WORK TO COMPLETE – Your answer must be an exact copy of the data below.

EXCERPTED RECORDS –
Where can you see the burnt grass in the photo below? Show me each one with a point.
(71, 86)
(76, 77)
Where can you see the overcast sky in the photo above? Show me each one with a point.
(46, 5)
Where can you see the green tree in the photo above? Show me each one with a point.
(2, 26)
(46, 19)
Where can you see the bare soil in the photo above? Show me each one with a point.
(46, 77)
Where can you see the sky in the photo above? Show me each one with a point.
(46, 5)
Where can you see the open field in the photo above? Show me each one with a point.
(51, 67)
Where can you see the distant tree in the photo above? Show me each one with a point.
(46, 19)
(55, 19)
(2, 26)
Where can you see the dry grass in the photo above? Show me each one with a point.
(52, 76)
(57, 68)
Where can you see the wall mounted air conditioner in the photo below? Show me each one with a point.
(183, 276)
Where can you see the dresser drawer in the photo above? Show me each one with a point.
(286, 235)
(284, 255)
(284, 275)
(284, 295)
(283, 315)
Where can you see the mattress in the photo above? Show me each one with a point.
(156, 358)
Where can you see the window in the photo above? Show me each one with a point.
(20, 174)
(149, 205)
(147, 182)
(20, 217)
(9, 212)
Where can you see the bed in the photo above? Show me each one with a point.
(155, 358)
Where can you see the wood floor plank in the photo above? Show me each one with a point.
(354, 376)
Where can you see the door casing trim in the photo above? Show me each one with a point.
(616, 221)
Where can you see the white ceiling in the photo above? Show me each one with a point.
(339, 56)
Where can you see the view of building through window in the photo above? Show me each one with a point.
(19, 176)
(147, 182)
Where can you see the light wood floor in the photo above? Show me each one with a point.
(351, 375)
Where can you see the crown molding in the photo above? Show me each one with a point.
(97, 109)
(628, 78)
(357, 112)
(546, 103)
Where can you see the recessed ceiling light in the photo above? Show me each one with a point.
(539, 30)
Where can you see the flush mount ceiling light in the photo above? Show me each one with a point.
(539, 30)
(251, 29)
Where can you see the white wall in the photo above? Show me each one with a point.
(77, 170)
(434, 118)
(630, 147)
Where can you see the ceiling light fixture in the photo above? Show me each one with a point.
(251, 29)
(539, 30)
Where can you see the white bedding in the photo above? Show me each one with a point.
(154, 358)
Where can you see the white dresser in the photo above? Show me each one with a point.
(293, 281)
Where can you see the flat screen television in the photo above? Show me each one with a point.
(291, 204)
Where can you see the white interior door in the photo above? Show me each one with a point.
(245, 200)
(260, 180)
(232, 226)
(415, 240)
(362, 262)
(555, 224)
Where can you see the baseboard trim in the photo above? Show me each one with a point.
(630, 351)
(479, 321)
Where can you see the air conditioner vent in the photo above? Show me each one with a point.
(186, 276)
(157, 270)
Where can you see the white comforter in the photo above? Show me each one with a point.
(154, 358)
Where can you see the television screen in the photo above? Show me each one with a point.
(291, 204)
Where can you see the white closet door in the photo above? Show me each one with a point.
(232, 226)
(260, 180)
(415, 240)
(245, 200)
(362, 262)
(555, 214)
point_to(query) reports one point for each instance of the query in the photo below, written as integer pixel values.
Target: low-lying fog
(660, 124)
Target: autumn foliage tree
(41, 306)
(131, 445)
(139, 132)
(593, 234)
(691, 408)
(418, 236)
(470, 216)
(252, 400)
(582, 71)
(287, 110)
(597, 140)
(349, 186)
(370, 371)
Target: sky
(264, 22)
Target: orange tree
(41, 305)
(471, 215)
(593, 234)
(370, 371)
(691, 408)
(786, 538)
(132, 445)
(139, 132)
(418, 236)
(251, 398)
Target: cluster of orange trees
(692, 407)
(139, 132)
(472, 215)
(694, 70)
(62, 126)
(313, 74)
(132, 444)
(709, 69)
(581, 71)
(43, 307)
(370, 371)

WRITTEN ANSWER –
Where can you see the burnt grass in the photo below? Show me each one with a point.
(71, 86)
(76, 77)
Where can you see the overcast sky in the photo above? Show me each one with a point.
(46, 5)
Where can you see the green tree in the photo above? Show me each one with a point.
(2, 26)
(46, 19)
Where can you see the bare soil in the photo above? Show me each one with a point.
(46, 77)
Where can you see the sky in the photo above? Show me each one with a point.
(46, 5)
Where can you see the open field in the photo above? Show me each one with a point.
(51, 67)
Where can you see the distant tree in the photo above? Show me each one with a point.
(46, 19)
(55, 19)
(2, 26)
Where can you see the dry grass in the photo above? Show me each one with a point.
(52, 76)
(57, 68)
Where can you see the wall mounted air conditioner in the photo below? Show me each one with a point.
(183, 276)
Where can you see the dresser drawer in the photo above? Show me each one with a point.
(286, 235)
(284, 255)
(284, 275)
(284, 295)
(283, 315)
Where can you see the mattress in the photo above? Show me each one with a point.
(156, 358)
Where can you see the window in the photo above? Show me each one with a point.
(20, 174)
(149, 205)
(147, 182)
(20, 217)
(9, 212)
Where can you see the bed in the photo above? Show me each one with a point.
(155, 358)
Where can you see the wood floor plank in the photo above? Show me each one with a point.
(354, 376)
Where can you see the door casing trim in the photo above? Show me each one with a point.
(616, 221)
Where can you see the white ceiling in the photo above? Show me each one with a point.
(339, 56)
Where can you see the view of building through window in the photo above? Show me each one with a point.
(19, 176)
(147, 182)
Where can you see the light wood floor in the photo above? Show me each one with a point.
(351, 375)
Where can you see the crown molding in the photo above? Show me each one with a point.
(97, 109)
(628, 78)
(357, 112)
(546, 103)
Where can you see the recessed ceiling light in the photo above? Show me each one with a point.
(539, 30)
Where can you see the flush mount ceiling light in the photo above? Show me each one with a point.
(539, 30)
(251, 29)
Where can you see the white wall in the photo above? Show me each one with a point.
(77, 170)
(434, 118)
(630, 147)
Where can you see the ceiling light fixture in the photo above? Show me each one with a point.
(251, 29)
(539, 30)
Where can you see the white bedding in the photo above? Show me each one with a point.
(154, 358)
Where can you see the white dresser in the photo above? Show me each one with a point.
(293, 281)
Where can you see the flat screen television in the photo above? Show me each one with a point.
(291, 204)
Where can you see the white interior door in the photo above? Show me each one with a point.
(245, 200)
(260, 180)
(232, 226)
(415, 240)
(362, 262)
(555, 224)
Where can you see the baseboard trim in the photo above? Show me each one with a point.
(630, 351)
(479, 321)
Where can you see the air conditioner vent in the photo above? Show me each one with a point.
(186, 276)
(157, 270)
Where can you see the white comforter in the photo above? Show me each one with a point.
(154, 358)
Where can you see the television screen in the photo above? Show me each one with a point.
(291, 204)
Where can you see the white closet door in the photo above? Show me each one with a point.
(232, 226)
(260, 180)
(415, 240)
(245, 200)
(362, 262)
(555, 214)
point_to(query) reports one point for each instance of the query in the photo below, written as integer pixel values.
Target: low-lying fog
(660, 124)
Target: autumn foliage tree
(41, 306)
(131, 445)
(139, 132)
(593, 234)
(691, 408)
(418, 236)
(470, 216)
(252, 400)
(582, 71)
(287, 110)
(597, 140)
(349, 186)
(370, 371)
Target: sky
(264, 22)
Target: orange tree
(41, 305)
(471, 215)
(593, 234)
(370, 371)
(691, 408)
(786, 538)
(132, 445)
(139, 132)
(418, 236)
(251, 398)
Target: cluster of orange trees
(692, 407)
(139, 132)
(472, 215)
(694, 70)
(62, 126)
(313, 74)
(132, 444)
(709, 69)
(581, 71)
(43, 307)
(370, 371)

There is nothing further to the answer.